-- Extracted records --
──────────────────────────────
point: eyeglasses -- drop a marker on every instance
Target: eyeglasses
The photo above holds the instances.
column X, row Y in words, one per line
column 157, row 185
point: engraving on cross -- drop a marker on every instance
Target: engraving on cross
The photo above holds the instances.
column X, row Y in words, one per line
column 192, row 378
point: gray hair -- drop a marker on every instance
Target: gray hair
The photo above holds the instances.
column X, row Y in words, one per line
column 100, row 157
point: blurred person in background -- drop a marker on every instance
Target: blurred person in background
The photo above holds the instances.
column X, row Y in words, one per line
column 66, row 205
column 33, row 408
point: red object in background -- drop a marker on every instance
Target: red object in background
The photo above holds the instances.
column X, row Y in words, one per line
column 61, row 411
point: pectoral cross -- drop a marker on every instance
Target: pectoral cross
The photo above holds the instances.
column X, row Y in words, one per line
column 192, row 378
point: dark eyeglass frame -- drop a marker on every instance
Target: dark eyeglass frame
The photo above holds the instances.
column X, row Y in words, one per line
──────────────────────────────
-- Task statement --
Copy each entry exactly, with nothing added or dropped.

-- Written solution --
point: eyeglasses -- drop a marker on every instance
Target: eyeglasses
The photo above holds the instances.
column X, row Y in words, one per line
column 157, row 185
point: engraving on cross -- drop a marker on every instance
Target: engraving on cross
The photo above holds the instances.
column X, row Y in words, one per line
column 192, row 378
point: gray hair -- drop a marker on every instance
Target: gray hair
The photo above holds the instances.
column X, row Y in words, one per line
column 100, row 157
point: blurred person in background -- drop a marker on every instance
Target: blurred person in background
The photo above holds the instances.
column X, row Y in words, one per line
column 66, row 205
column 33, row 408
point: red object in background -- drop a marker on every instance
Target: red object in background
The photo above holds the instances.
column X, row Y in words, one per line
column 61, row 411
point: pectoral cross -- drop a marker on every instance
Target: pectoral cross
The photo above holds the instances.
column X, row Y in words, one per line
column 192, row 378
point: dark eyeglass frame -- drop a marker on every instance
Target: dark eyeglass frame
The photo above holds the instances.
column X, row Y in words, one per line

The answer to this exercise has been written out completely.